*Task item*
Print out the records below with nothing altered.

*Data*
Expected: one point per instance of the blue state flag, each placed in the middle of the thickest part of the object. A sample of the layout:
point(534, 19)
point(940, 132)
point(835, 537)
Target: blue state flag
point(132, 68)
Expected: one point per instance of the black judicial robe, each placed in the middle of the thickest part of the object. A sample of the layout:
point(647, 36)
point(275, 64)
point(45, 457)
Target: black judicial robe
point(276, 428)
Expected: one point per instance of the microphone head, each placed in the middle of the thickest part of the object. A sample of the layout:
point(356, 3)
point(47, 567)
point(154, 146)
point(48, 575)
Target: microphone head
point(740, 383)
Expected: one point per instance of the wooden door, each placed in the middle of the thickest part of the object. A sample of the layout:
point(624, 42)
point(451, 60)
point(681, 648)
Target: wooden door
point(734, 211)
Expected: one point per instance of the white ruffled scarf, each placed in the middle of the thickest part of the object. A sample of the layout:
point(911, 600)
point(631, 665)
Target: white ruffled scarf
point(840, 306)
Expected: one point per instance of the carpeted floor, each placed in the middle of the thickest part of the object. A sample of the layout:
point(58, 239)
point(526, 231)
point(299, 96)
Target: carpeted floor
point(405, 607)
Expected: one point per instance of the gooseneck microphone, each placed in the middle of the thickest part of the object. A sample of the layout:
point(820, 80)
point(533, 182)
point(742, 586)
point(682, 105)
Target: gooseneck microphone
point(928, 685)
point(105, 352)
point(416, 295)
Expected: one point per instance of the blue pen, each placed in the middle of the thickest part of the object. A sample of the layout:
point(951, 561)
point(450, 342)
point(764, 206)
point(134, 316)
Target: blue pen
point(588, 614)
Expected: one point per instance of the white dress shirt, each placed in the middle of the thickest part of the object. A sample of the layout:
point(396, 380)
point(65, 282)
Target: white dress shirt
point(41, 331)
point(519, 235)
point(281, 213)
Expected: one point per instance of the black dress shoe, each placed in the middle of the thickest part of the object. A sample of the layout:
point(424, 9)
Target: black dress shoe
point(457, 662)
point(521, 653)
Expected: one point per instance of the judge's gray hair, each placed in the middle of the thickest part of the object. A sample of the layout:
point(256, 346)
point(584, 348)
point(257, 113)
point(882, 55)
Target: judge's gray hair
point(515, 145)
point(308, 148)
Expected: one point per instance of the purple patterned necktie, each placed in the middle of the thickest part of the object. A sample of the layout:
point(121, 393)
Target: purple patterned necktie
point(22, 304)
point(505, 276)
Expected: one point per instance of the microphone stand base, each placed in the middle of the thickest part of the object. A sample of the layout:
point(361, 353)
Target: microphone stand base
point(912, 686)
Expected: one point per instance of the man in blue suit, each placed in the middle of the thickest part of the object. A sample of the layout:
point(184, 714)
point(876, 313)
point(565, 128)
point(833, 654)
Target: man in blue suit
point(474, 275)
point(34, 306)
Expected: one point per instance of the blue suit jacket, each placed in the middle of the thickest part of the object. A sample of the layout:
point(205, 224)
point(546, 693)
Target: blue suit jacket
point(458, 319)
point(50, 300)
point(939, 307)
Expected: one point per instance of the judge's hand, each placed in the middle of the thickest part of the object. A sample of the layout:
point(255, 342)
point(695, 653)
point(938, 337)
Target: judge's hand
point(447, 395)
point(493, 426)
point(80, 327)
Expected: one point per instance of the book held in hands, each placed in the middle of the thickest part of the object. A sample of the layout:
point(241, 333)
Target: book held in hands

*Result*
Expected: one point per instance of the blue state flag, each placed in the middle of the thickest part of the object. A sample of the layout:
point(534, 19)
point(940, 132)
point(835, 537)
Target: blue state flag
point(132, 68)
Expected: one point per instance of the black judicial robe, each placed in the middle of the thickest part of the object. A sample of the layout:
point(647, 36)
point(275, 64)
point(45, 457)
Target: black judicial robe
point(276, 428)
Expected: one point per instance of the microphone head, each placed in the middle of the thickest part of the object. A sample of the layout:
point(356, 3)
point(47, 567)
point(154, 146)
point(48, 575)
Target: microphone head
point(740, 383)
Expected: one point per instance of the wooden door, each placed in the middle of the thickest part of the object. A sample of the layout:
point(624, 42)
point(451, 60)
point(681, 648)
Target: wooden door
point(734, 211)
Expected: one point per instance of the white ruffled scarf, each placed in the middle of the thickest part of the object. A sample of the layout:
point(911, 600)
point(631, 665)
Target: white ruffled scarf
point(840, 306)
Expected: one point per instance of the carpeted floor, each placed in the middle of the thickest part of the object. A sample of the layout:
point(58, 239)
point(526, 231)
point(299, 96)
Target: carpeted floor
point(405, 607)
Expected: one point per instance of the gooseneck microphone, each placed in the middle of the thickest part of the object. A sample of the layout:
point(820, 80)
point(533, 182)
point(742, 586)
point(682, 105)
Target: gooseneck microphone
point(928, 685)
point(105, 352)
point(416, 295)
Expected: one point per instance of the blue pen, each placed in the middle of the thickest part of the object. A sample of the layout:
point(951, 561)
point(450, 342)
point(764, 206)
point(134, 316)
Target: blue pen
point(588, 614)
Expected: one point per instance of the white dress shirt, each placed in the middle of the thickest part of the object. A sample of the layout:
point(396, 380)
point(65, 282)
Target: white dress shirt
point(41, 331)
point(519, 235)
point(281, 213)
Expected: one point per instance of the black dress shoe, each placed in the middle of the thickest part of the object. A sample of the layout:
point(424, 9)
Target: black dress shoe
point(457, 662)
point(521, 653)
Expected: one point per instance of the judge's gray hair, each placed in the middle of the thickest part of the object. A sample of the layout:
point(256, 346)
point(584, 348)
point(257, 113)
point(882, 55)
Target: judge's gray hair
point(515, 145)
point(308, 148)
Expected: one point per instance of the purple patterned necktie, each placed in the middle of the thickest part of the object. A sample of the layout:
point(121, 393)
Target: purple patterned necktie
point(22, 304)
point(505, 276)
Expected: one point per instance of the microphone stand base, each placed in the middle of the thickest part of the object. A sample of the layout:
point(361, 353)
Target: microphone stand base
point(912, 686)
Expected: one point per instance of the man in blue suit, each placed in the middle of the thickest part of the object. A sample of the layout:
point(184, 714)
point(876, 313)
point(565, 128)
point(833, 654)
Target: man in blue suit
point(474, 275)
point(34, 306)
Expected: one point per instance of the blue suit jacket, each placed in the middle of the thickest part of the object. A sample of the layout:
point(205, 224)
point(546, 693)
Target: blue suit jacket
point(458, 319)
point(50, 300)
point(939, 307)
Expected: one point per instance of the judge's hand, each placed in the middle of the thickest part of the object. A sample of the layout:
point(255, 342)
point(695, 653)
point(938, 337)
Target: judge's hand
point(447, 395)
point(493, 426)
point(80, 327)
Expected: one point per instance of the book held in hands, each placed in the middle of the thickest part of the object. A sample of the layout:
point(241, 333)
Target: book held in hands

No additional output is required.